=== TASK ===
Find each line in the material below that contains the string "building", and copy every one of those lines in full.

— start of STORED DATA —

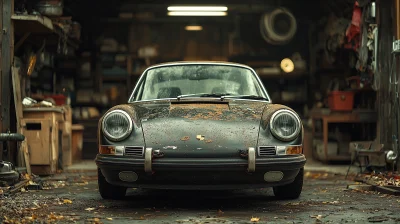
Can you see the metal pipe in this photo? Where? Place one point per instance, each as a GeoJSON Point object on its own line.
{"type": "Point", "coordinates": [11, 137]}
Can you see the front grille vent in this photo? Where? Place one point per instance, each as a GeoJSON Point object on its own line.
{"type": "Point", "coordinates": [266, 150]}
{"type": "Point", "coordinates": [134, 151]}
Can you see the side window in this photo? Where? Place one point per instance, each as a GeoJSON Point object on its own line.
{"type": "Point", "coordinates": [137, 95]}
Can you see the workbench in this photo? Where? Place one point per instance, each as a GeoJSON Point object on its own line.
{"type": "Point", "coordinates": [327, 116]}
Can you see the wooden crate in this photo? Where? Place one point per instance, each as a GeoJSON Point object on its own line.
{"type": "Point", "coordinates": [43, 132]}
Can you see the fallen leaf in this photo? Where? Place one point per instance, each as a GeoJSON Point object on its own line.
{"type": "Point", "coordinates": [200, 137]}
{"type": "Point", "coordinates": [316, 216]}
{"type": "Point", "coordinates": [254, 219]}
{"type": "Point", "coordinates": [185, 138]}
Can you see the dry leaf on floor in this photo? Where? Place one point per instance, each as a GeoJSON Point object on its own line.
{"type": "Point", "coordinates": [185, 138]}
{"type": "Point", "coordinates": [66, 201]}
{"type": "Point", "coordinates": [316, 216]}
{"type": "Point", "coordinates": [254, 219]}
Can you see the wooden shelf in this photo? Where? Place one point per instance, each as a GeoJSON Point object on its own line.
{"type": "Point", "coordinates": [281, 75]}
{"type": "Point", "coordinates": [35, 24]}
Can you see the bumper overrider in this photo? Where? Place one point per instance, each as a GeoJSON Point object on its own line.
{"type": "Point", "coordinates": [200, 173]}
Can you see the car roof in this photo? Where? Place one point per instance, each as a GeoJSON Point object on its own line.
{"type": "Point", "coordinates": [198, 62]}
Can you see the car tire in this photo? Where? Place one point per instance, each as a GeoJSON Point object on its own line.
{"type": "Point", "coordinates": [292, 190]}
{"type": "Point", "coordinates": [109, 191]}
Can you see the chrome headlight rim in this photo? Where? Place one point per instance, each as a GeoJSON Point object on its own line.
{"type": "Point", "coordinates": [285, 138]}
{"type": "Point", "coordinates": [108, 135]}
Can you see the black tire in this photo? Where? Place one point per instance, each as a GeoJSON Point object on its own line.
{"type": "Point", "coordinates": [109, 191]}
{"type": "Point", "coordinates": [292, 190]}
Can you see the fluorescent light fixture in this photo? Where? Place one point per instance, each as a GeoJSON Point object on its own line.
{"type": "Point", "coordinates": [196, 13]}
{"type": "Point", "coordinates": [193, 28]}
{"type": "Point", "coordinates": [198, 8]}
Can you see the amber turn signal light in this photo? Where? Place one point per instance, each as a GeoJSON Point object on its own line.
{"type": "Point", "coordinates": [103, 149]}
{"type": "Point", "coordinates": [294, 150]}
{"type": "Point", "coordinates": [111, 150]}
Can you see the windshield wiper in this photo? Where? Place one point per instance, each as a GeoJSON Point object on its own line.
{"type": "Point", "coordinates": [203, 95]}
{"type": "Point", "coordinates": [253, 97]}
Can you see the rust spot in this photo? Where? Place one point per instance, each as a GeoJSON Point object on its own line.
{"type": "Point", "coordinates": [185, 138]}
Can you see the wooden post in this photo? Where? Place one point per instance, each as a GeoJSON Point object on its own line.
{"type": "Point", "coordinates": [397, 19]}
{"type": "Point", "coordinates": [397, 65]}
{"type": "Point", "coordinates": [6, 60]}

— end of STORED DATA —
— start of STORED DATA —

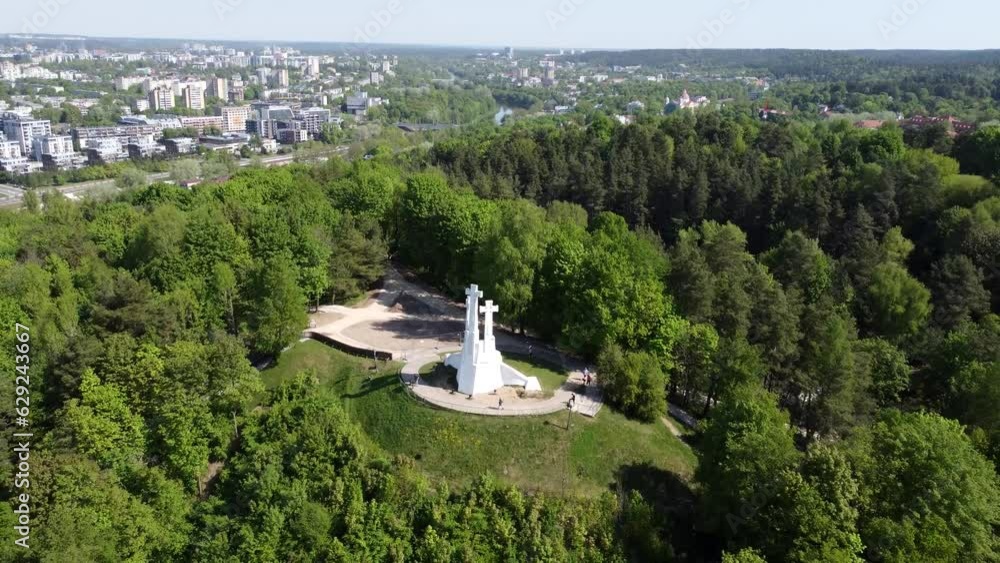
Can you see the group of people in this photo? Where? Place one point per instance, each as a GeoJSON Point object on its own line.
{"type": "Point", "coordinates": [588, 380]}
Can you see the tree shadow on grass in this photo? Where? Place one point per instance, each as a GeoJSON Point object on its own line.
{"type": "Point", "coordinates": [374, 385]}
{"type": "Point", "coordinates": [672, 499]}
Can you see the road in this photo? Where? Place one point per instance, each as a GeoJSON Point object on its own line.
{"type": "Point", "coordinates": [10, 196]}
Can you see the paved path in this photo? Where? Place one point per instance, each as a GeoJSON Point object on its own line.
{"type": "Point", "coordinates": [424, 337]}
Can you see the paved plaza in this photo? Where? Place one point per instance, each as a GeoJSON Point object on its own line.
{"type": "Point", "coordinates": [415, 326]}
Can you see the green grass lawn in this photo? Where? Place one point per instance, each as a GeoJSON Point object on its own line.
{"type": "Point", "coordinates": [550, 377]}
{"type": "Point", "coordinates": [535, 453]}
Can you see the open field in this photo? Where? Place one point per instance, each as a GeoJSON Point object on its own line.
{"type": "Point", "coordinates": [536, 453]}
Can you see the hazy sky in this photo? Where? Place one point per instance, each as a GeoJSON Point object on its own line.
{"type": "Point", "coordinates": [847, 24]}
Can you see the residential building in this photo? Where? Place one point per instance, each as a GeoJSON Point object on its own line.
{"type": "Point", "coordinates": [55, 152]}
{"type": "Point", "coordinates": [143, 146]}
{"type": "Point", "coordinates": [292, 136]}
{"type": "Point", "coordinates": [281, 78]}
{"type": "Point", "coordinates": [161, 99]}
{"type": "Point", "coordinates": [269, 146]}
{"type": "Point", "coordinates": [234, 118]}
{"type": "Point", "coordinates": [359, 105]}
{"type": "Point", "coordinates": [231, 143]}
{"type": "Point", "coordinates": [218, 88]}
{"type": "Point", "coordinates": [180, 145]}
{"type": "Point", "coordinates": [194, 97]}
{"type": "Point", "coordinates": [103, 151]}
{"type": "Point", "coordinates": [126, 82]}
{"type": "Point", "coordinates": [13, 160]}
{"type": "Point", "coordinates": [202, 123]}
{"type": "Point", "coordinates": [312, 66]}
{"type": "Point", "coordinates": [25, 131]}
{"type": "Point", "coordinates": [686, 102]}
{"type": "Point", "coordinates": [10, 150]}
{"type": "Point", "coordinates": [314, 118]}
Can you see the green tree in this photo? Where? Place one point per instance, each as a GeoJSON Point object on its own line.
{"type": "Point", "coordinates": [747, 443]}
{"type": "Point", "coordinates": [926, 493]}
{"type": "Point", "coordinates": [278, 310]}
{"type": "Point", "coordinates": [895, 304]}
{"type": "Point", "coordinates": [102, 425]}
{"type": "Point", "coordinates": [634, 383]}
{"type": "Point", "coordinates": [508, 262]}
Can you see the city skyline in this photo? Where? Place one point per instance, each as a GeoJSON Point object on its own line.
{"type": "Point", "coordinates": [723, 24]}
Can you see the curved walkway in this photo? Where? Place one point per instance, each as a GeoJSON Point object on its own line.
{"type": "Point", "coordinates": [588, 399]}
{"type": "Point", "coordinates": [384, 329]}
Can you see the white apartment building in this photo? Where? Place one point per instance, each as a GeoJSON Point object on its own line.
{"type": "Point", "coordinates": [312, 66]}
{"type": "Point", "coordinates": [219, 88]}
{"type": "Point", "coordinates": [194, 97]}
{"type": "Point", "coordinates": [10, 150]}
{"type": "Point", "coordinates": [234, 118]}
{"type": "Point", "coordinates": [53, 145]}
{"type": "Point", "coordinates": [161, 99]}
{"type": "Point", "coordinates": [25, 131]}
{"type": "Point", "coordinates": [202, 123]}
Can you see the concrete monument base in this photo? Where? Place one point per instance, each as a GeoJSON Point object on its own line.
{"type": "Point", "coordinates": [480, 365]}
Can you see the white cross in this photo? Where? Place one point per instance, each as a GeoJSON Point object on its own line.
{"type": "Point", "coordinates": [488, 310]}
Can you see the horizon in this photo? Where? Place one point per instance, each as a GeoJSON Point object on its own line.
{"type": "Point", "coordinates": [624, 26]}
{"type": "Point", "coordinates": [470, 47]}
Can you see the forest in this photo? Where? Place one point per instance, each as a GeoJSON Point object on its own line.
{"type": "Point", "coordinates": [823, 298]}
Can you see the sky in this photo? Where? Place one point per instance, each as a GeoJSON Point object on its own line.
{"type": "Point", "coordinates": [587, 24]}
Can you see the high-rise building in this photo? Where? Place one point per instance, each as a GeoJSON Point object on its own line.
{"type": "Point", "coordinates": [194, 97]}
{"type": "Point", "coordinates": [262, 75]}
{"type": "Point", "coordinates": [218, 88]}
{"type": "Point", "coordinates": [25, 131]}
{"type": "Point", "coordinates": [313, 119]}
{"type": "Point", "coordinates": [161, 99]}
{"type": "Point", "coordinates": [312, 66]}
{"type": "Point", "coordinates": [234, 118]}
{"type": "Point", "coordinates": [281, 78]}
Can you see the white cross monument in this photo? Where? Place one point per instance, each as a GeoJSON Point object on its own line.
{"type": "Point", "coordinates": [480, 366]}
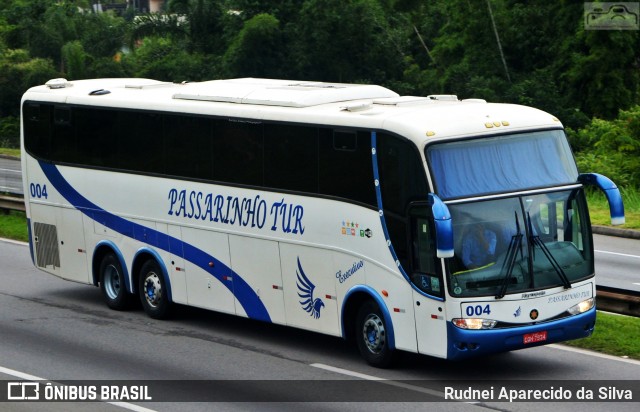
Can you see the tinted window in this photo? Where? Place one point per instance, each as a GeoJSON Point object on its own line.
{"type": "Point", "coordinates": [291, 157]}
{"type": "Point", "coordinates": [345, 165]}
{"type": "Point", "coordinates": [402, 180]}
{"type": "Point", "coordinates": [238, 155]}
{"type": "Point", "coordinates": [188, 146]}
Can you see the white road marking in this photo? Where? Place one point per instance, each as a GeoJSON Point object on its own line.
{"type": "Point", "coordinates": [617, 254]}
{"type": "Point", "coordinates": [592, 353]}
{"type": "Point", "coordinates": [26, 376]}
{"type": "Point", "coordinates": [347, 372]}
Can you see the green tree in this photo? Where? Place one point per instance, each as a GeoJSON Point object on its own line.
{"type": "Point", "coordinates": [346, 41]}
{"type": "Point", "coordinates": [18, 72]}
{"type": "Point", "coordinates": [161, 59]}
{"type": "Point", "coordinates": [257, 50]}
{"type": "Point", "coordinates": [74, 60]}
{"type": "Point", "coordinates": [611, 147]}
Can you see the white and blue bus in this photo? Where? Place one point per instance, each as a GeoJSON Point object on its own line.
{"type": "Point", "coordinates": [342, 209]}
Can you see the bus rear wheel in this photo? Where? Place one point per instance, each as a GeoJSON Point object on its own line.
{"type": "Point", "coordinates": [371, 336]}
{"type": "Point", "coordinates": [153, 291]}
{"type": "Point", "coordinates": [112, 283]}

— end of STORED DATA —

=== SOLVED EXERCISE ===
Can you see the residential building in this photo? Where? Place one point per instance, each as a GeoJSON Point object on its own line.
Can you see the white apartment building in this photo? Where? Place one point per instance, each as a GeoJSON Point object on its own line.
Can you see the high-rise building in this photo? Where? Place one point per instance, each as a GeoJSON Point object on its own line.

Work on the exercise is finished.